What to do:
1) Which people does the article about Pfizer's stake in Ignite Immunotherapy name, and what role does it give each one?
2) Continue the article about Pfizer's stake in Ignite Immunotherapy from where it stops.

Text under study:
|---|
Pfizer bankrolls an oncolytics biotech upstart with an eye on a future buyout
Pfizer is bankrolling a new oncolytic virus startup, taking a 50% stake in the cancer drug outfit while holding an option to buy it if the founders appear to be on the right R&D track.
The upstart is Ignite Immunotherapy, based in Alameda, CA, which is being launched by a group of experienced oncolytics hands. Berkeley adjunct professor David Kirn, the CEO of 4D Molecular Therapeutics, is the co-founder, along with Berkeley’s Dave Schaffer.
Doug Hanahan, director of the Swiss Institute for Cancer Research, is also counted as a co-founder, while Pfizer research exec James Merson joins the board.
Pfizer is also paying for the R&D work at the company over the next three years, as Ignite looks to jump into a wave of up and coming biotechs where are hurrying along next-gen oncolytic vaccines aiming at surpassing the pioneering Imlygic (T-Vec), marketed by Amgen. A bunch of these startups are pairing up with checkpoint inhibitors, a fact that wasn’t lost on Pfizer as it seeks the 4th OK of a checkpoint drug.
|---|
Record set:
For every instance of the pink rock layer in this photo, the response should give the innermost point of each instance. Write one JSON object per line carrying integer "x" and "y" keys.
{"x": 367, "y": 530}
|---|
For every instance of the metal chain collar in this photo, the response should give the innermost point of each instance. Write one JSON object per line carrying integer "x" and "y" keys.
|---|
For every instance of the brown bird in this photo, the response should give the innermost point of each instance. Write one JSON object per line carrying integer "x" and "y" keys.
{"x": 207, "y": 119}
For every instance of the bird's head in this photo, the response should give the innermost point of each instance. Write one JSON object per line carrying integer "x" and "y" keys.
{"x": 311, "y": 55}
|---|
Answers to the exercises:
1)
- **David Kirn**: Berkeley adjunct professor, CEO of 4D Molecular Therapeutics, and co-founder of Ignite Immunotherapy
- **Dave Schaffer**: of Berkeley, co-founder of Ignite Immunotherapy
- **Doug Hanahan**: director of the Swiss Institute for Cancer Research, counted as a co-founder of Ignite Immunotherapy
- **James Merson**: Pfizer research exec who joins Ignite's board

2)
It’s a hot and happening field. Boehringer just inked a $230 million deal to partner with ViraTherapeutics. And the startup will join rivals like PsiOxus. Philip Astley-Sparke, who helmed BioVex before Amgen bought it up for T-Vec, co-founded Replimune, another next-gen oncolytic virus player. Mitchell Finer, the former CSO at bluebird bio, took the helm at the upstart Oncorus, which just raised a $57 million venture round and is using a herpes simplex virus for their work on glioblastoma. And Duke University’s Dr. Matthias Gromeier has genetically engineered his virus to keep it focused on cancer, and away from healthy tissues.